(Stored items)
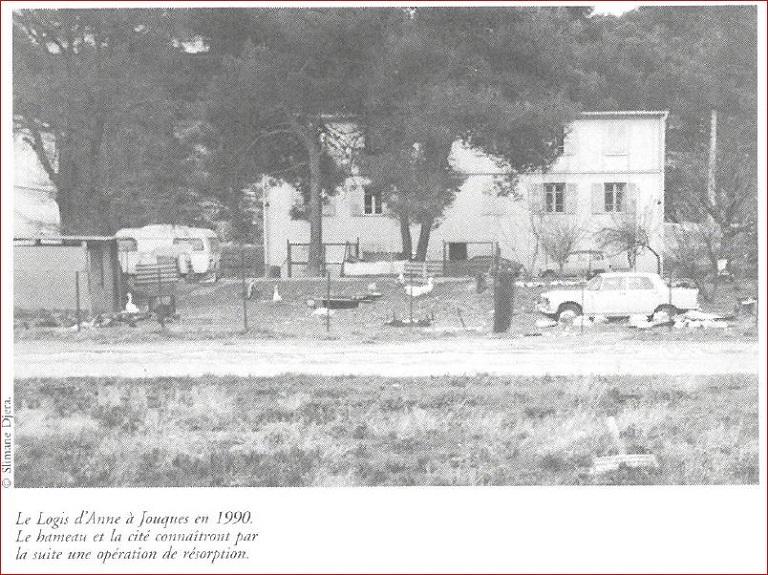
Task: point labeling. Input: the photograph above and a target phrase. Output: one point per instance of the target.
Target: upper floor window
(554, 198)
(615, 196)
(372, 203)
(615, 139)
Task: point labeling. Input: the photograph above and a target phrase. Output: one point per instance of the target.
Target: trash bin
(502, 301)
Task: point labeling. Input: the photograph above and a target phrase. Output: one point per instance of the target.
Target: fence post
(289, 257)
(77, 299)
(410, 296)
(670, 294)
(159, 285)
(327, 301)
(445, 268)
(245, 301)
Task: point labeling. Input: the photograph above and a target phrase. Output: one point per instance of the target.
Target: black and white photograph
(350, 245)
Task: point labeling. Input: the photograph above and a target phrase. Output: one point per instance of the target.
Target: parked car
(580, 263)
(619, 294)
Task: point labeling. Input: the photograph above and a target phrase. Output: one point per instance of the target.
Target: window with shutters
(372, 203)
(615, 140)
(554, 198)
(615, 194)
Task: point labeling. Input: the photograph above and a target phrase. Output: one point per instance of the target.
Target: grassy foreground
(324, 431)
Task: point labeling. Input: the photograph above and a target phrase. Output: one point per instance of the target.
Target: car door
(612, 297)
(641, 295)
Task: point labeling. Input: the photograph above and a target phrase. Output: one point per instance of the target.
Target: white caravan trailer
(196, 250)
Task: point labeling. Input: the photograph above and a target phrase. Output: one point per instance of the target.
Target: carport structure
(51, 272)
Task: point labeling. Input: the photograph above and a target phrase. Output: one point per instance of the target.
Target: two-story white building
(611, 167)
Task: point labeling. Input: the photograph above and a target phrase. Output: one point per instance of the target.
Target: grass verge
(331, 431)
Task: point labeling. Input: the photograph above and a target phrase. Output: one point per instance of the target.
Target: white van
(196, 250)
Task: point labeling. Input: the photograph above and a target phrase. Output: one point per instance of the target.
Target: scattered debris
(695, 319)
(567, 316)
(614, 462)
(423, 322)
(131, 307)
(481, 284)
(420, 290)
(323, 311)
(748, 306)
(581, 321)
(639, 321)
(250, 291)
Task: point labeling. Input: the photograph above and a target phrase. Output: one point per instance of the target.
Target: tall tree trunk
(316, 256)
(405, 236)
(308, 136)
(421, 247)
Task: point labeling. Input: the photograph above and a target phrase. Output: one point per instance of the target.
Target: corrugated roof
(652, 113)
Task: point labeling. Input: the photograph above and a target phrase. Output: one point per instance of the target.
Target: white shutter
(570, 143)
(536, 198)
(598, 199)
(571, 198)
(632, 198)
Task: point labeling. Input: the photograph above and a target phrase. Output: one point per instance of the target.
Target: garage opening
(457, 251)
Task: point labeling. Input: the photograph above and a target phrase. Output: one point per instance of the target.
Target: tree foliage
(96, 83)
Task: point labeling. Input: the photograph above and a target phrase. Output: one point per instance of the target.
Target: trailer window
(193, 244)
(126, 245)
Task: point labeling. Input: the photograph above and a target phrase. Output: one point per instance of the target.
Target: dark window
(372, 203)
(457, 251)
(554, 198)
(97, 264)
(614, 196)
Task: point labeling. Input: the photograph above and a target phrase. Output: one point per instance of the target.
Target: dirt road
(424, 358)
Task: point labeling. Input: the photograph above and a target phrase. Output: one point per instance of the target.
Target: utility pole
(712, 165)
(265, 224)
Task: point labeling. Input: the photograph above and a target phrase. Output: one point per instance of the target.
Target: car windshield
(186, 243)
(594, 283)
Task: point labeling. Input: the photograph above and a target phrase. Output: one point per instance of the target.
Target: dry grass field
(323, 431)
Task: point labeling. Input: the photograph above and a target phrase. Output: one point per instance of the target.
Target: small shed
(46, 269)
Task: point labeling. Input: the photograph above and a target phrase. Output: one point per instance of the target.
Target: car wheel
(568, 312)
(668, 309)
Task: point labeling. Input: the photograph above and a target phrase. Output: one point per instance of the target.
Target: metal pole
(327, 301)
(265, 226)
(445, 272)
(410, 295)
(77, 299)
(245, 303)
(288, 242)
(670, 295)
(583, 285)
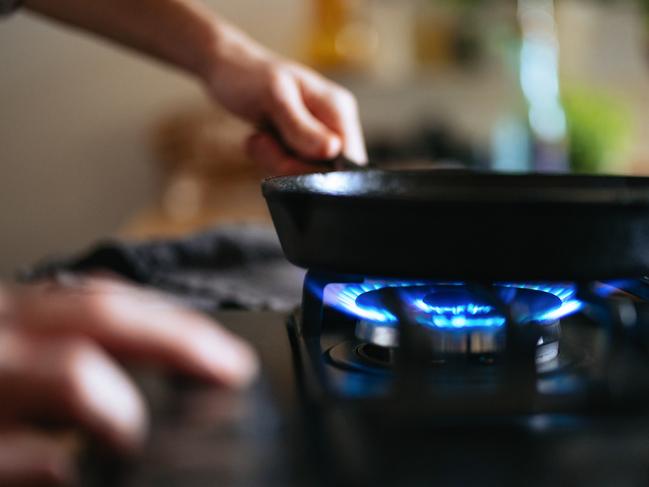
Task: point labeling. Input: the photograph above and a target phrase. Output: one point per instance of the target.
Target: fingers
(337, 109)
(29, 458)
(69, 379)
(138, 324)
(299, 128)
(268, 153)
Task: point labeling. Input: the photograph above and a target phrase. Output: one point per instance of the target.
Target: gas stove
(494, 352)
(401, 382)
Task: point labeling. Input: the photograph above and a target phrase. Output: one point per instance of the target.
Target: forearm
(183, 33)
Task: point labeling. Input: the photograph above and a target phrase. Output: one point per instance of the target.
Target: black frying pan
(464, 226)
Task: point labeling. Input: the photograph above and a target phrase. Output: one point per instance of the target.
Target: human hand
(315, 118)
(58, 352)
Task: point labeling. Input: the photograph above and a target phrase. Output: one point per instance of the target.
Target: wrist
(227, 50)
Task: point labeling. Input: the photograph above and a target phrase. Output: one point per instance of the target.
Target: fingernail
(114, 403)
(331, 147)
(228, 359)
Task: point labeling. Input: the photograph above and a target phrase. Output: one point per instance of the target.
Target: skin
(314, 118)
(61, 345)
(60, 352)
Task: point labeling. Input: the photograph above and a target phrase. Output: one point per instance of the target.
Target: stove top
(387, 382)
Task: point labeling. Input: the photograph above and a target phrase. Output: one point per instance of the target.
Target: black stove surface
(283, 431)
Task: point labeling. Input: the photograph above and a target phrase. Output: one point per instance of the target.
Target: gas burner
(458, 319)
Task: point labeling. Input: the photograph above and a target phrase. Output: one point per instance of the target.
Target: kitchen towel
(230, 267)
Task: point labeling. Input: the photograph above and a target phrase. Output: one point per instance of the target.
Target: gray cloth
(235, 267)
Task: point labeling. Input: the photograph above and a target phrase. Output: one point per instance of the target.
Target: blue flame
(566, 292)
(344, 297)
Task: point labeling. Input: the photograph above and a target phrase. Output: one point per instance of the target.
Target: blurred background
(96, 142)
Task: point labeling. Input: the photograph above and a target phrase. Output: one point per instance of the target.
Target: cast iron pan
(464, 226)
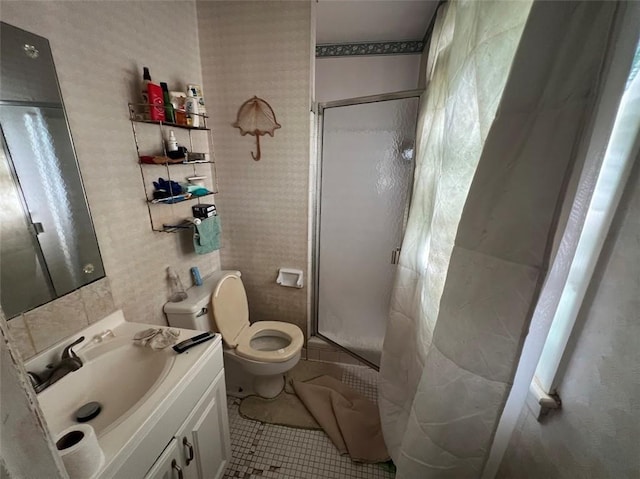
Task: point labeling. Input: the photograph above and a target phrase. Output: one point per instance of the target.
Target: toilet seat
(231, 315)
(287, 330)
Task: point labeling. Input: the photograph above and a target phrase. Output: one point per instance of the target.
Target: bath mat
(349, 419)
(286, 409)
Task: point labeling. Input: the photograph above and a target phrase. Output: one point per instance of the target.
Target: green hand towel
(206, 236)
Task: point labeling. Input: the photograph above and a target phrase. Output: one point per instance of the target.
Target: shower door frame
(315, 259)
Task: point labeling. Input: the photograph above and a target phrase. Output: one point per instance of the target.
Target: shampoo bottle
(146, 79)
(172, 143)
(152, 95)
(192, 108)
(168, 107)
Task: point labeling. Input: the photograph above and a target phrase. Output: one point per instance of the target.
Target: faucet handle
(36, 380)
(68, 352)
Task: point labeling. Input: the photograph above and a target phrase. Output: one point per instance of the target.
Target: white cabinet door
(204, 439)
(168, 465)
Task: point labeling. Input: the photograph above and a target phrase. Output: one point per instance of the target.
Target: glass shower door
(366, 173)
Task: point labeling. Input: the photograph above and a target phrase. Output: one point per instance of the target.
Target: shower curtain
(510, 85)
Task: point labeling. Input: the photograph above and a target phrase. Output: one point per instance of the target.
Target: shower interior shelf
(149, 137)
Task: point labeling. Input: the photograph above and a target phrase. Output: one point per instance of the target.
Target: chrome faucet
(69, 362)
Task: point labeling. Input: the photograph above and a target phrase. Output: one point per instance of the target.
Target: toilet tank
(195, 311)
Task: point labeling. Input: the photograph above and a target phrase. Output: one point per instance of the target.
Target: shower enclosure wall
(365, 171)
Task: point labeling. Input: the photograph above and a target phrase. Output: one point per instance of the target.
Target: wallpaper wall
(99, 49)
(594, 436)
(264, 49)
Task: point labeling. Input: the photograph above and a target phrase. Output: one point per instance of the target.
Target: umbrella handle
(257, 157)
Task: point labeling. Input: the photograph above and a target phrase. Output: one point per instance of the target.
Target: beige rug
(349, 419)
(286, 409)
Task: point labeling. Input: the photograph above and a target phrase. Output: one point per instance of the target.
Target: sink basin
(116, 373)
(141, 391)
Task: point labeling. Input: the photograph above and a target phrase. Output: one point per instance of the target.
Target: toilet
(256, 355)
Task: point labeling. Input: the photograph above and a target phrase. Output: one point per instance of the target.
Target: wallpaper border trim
(369, 48)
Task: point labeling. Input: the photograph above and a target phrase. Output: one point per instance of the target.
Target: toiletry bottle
(177, 290)
(178, 99)
(197, 93)
(146, 79)
(168, 107)
(172, 143)
(191, 106)
(197, 279)
(153, 97)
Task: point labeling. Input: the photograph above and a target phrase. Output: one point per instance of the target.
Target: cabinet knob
(189, 446)
(174, 465)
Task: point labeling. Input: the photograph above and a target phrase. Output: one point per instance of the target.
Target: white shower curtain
(504, 108)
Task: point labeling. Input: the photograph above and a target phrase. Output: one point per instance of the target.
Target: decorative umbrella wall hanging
(256, 118)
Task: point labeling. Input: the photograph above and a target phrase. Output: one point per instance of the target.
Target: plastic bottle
(177, 290)
(152, 95)
(192, 107)
(168, 107)
(172, 143)
(146, 79)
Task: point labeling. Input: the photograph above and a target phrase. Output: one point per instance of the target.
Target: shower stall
(364, 177)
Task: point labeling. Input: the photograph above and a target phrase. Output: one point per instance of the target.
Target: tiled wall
(42, 327)
(263, 49)
(99, 49)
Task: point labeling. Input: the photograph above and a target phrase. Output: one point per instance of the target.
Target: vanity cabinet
(200, 448)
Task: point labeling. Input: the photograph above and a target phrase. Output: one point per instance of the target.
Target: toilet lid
(291, 331)
(230, 308)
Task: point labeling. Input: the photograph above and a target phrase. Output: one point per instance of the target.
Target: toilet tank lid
(198, 297)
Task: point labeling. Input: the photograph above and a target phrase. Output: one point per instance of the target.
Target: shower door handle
(395, 256)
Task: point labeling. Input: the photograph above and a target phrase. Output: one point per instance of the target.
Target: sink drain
(88, 411)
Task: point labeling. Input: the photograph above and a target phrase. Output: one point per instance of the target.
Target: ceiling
(350, 21)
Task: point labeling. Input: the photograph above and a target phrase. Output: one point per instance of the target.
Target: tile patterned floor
(268, 451)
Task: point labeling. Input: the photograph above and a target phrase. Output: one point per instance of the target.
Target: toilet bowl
(262, 351)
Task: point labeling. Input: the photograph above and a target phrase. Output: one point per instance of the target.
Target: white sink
(115, 373)
(136, 386)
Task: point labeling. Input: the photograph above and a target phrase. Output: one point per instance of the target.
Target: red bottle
(152, 95)
(156, 98)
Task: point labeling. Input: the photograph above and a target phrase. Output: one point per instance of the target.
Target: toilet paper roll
(80, 451)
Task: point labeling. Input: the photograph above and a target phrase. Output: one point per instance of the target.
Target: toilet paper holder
(290, 278)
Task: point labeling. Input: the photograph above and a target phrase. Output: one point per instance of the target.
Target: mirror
(48, 245)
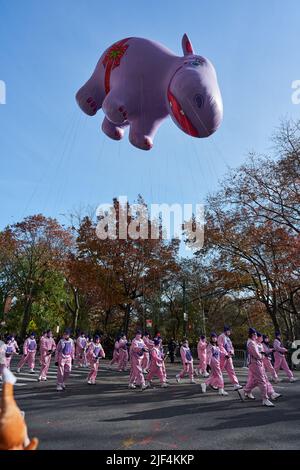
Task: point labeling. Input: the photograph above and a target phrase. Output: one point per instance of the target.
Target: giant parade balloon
(138, 83)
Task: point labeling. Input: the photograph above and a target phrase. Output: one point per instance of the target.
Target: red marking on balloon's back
(188, 47)
(112, 60)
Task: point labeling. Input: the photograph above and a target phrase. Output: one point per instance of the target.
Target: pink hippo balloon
(138, 83)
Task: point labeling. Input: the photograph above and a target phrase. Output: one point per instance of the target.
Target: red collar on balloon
(178, 112)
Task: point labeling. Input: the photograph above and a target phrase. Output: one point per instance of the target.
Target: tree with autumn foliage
(122, 270)
(252, 231)
(31, 252)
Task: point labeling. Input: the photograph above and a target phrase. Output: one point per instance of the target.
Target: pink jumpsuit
(256, 372)
(146, 360)
(94, 353)
(226, 363)
(115, 354)
(9, 350)
(156, 363)
(47, 347)
(187, 362)
(29, 352)
(267, 361)
(136, 357)
(64, 355)
(213, 358)
(202, 356)
(81, 344)
(123, 355)
(270, 389)
(280, 360)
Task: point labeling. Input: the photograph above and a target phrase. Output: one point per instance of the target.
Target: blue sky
(55, 160)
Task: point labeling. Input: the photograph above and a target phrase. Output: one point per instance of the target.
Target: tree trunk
(126, 322)
(26, 317)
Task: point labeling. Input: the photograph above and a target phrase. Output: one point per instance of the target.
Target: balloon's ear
(33, 444)
(187, 45)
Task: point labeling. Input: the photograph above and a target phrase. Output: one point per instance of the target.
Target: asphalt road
(109, 416)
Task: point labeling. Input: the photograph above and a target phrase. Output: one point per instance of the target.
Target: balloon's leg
(114, 108)
(141, 137)
(111, 130)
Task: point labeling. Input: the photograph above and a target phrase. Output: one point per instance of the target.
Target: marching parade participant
(64, 356)
(161, 347)
(215, 380)
(256, 372)
(149, 345)
(81, 345)
(9, 350)
(279, 356)
(47, 348)
(187, 362)
(270, 390)
(267, 358)
(227, 352)
(123, 353)
(29, 353)
(156, 364)
(202, 356)
(15, 343)
(94, 353)
(115, 358)
(137, 350)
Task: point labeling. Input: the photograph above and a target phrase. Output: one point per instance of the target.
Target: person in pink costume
(202, 356)
(29, 353)
(279, 356)
(256, 371)
(94, 353)
(270, 390)
(187, 362)
(161, 347)
(9, 349)
(156, 364)
(115, 358)
(64, 356)
(149, 345)
(15, 344)
(81, 346)
(123, 353)
(227, 352)
(47, 348)
(137, 350)
(215, 380)
(267, 358)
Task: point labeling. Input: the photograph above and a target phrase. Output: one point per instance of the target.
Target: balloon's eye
(199, 100)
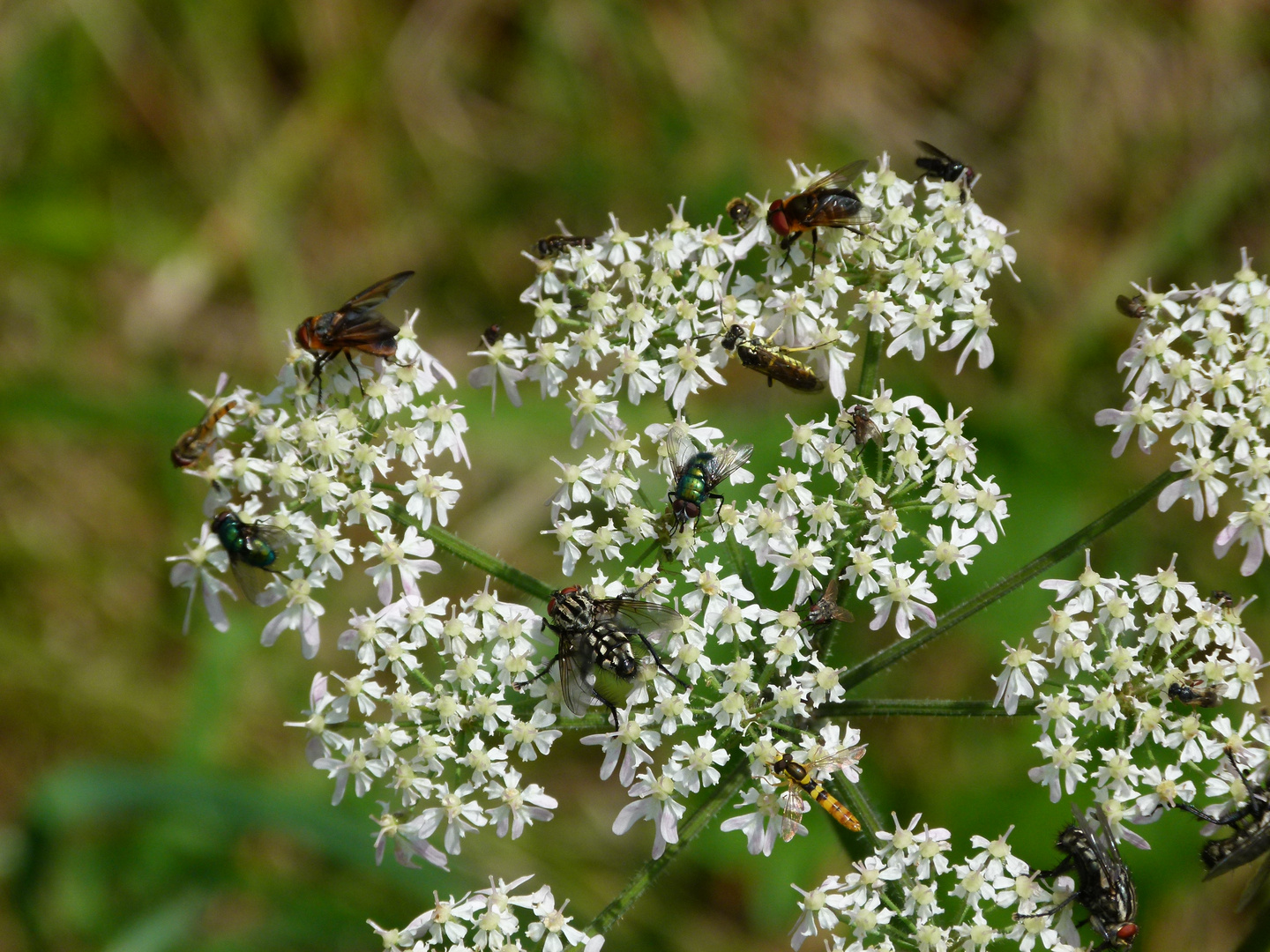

* HOW TO COMPLETE THIS TASK *
Return exactly, and only, the lines that run from the line containing "Target: marching parade participant" to the last line of the entries above, both ends included, with pictures left out.

* RESULT OF THIS EXERCISE *
Target: marching parade participant
(64, 356)
(161, 347)
(215, 380)
(256, 372)
(149, 345)
(81, 345)
(9, 350)
(279, 356)
(47, 348)
(187, 362)
(270, 390)
(267, 358)
(227, 352)
(123, 353)
(29, 353)
(156, 364)
(202, 356)
(15, 343)
(94, 353)
(115, 358)
(137, 350)
Task: point labeling. Input: the photograph above and a target phrase. Output: one point per instance of the target.
Target: person in pink costume
(202, 356)
(29, 353)
(279, 356)
(256, 371)
(94, 353)
(270, 390)
(187, 362)
(161, 347)
(9, 349)
(156, 364)
(115, 358)
(64, 356)
(149, 345)
(15, 344)
(81, 346)
(123, 353)
(227, 352)
(47, 348)
(137, 350)
(215, 380)
(267, 358)
Task: point labeling. Input: the photograph above and a target phrase. Output: one point per instance of the target.
Target: balloon's eye
(199, 100)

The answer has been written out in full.